* Aim: Retype the data below word for word, omitting the pictures.

--

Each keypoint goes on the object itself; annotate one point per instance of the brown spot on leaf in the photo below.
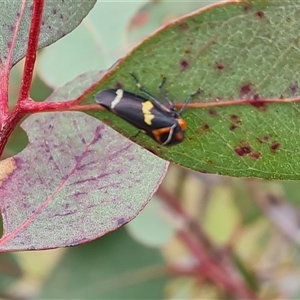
(236, 122)
(7, 167)
(183, 26)
(184, 64)
(294, 88)
(243, 149)
(204, 128)
(263, 139)
(255, 155)
(274, 146)
(212, 112)
(260, 14)
(219, 66)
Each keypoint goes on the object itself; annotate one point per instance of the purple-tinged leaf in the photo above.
(59, 18)
(76, 180)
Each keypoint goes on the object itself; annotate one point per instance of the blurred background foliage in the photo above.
(253, 223)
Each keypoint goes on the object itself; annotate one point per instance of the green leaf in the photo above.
(114, 267)
(98, 42)
(59, 18)
(232, 51)
(75, 181)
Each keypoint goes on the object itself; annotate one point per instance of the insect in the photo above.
(163, 124)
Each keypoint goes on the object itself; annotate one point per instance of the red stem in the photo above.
(32, 46)
(209, 265)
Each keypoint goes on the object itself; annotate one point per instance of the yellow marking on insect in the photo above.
(148, 116)
(118, 98)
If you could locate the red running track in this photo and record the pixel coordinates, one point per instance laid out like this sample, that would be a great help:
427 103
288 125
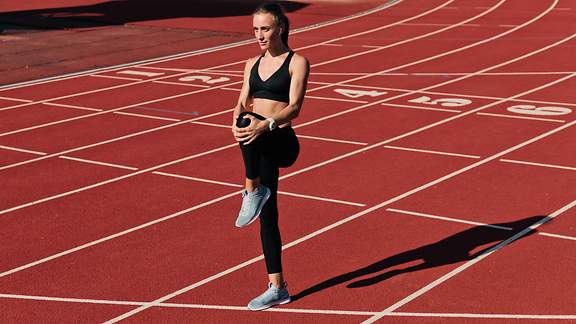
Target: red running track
435 182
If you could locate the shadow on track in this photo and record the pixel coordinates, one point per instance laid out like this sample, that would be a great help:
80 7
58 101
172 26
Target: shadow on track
453 249
119 12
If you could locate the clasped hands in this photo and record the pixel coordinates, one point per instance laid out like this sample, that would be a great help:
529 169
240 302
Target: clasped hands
249 133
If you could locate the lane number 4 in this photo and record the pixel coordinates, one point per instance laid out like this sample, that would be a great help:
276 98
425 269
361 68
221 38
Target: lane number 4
541 111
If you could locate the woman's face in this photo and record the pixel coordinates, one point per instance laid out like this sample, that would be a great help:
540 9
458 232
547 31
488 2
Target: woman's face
266 31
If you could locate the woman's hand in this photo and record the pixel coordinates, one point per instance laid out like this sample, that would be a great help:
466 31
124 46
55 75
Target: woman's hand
250 133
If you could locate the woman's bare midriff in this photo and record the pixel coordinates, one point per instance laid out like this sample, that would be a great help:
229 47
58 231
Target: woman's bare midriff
267 108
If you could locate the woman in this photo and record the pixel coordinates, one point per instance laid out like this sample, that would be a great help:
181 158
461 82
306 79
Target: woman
274 85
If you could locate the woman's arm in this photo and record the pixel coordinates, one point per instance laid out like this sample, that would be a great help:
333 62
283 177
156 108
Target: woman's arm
299 82
244 97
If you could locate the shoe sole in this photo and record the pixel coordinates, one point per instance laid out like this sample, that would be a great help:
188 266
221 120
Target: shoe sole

--

* Output for this exercise:
Each keypoint goes on the object itself; annotate one point per instance of the brown spot on leaf in the photo below.
(236, 122)
(7, 167)
(183, 26)
(184, 64)
(294, 88)
(243, 149)
(204, 128)
(263, 139)
(255, 155)
(274, 146)
(212, 112)
(260, 14)
(219, 66)
Each keypoint goes on the object itself; annotate one point per instance of the purple-tinged leaf in the photo above.
(59, 18)
(76, 180)
Each keypoint goes on the object itself; annotate one point per instance of the blurred background foliage in the photo above.
(253, 223)
Each keypoint goes on the object itself; annotate one point per instance of the green leaf in the photo above.
(114, 267)
(98, 42)
(59, 18)
(232, 51)
(75, 181)
Each keypoint goes on the object itself; annotate one point per instance of the insect in the photo above.
(163, 124)
Each keypoint goes on the object itself; annotate one point per instance of the red stem in the photo above.
(32, 46)
(209, 265)
Each keypoint goes on the object itself; annotate one point per instance of the yellow marking on insect in the photo above.
(148, 116)
(118, 98)
If you could locate the red running track in this photo and record the pixel coordinates, one point per instance laid out like this sample, that would be a great help:
427 103
288 125
Target: red running track
435 182
If you could locate the shadow on track in this photo and record the pixel coordinates, one point per instance laid out like this sample, that would be a great help:
80 7
58 101
172 26
Target: shadow on track
453 249
119 12
If you could locate the clasped hands in this photo and record the pixel coordinates, one point per instance laid out like this sample, that would be a great help:
529 169
240 302
Target: clasped hands
249 133
If you could locate the lane number 4 in this photo and record the pixel coordinates, one point per instance laid out like this sample, that would be a great help:
276 98
425 269
361 68
221 38
Target: lane number 4
541 111
If you could locate the woman's face in this photo and record the pixel coordinates, one point per instance laid out like this sample, that would be a great help:
540 9
458 232
547 31
488 2
Target: woman's face
266 31
If you could locate the woman's hand in this photo and record the pixel coordinates, one point per instance laid out like this sample, that would be a great help:
466 31
124 46
55 75
Target: woman's hand
250 133
If you could locate the woman's bare midriff in this photo and record the pixel coordinates, one point per instance laid out like this sample, that would be a great help:
229 47
58 231
Target: woman's bare midriff
267 108
If you could locate the woman in this photo and record the pixel coordinates, one point per instance laid out like this sample, that would be a great help:
181 158
461 82
306 79
Target: woman
274 85
If you could locate the woman's arm in this photo and record the pixel coordinates, one point per instance laid out like this sample, that would be a great help:
333 62
283 177
156 108
Target: woman's arm
299 82
244 97
If you could locate the shoe sole in this photo and record the pixel coordinates, one point per instance laid out like this sample, that would be a great help:
188 266
221 120
Target: shoe sole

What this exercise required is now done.